INSTRUCTION:
Count the lines in the listing below that contain the string "carpet", treating uppercase and lowercase as distinct. Return only the number.

LISTING:
::::::::

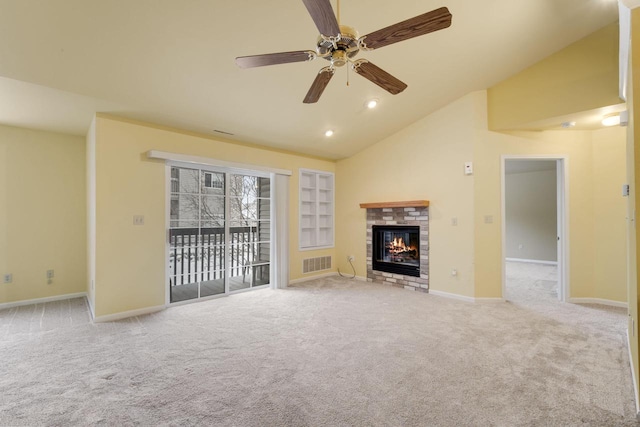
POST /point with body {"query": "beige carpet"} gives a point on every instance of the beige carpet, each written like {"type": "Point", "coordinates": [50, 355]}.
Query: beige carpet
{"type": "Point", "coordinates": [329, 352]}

::::::::

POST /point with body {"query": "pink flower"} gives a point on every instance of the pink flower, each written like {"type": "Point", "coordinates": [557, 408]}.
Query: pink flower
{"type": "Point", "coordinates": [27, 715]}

::::::::

SOLUTION TO THE PROBLEM:
2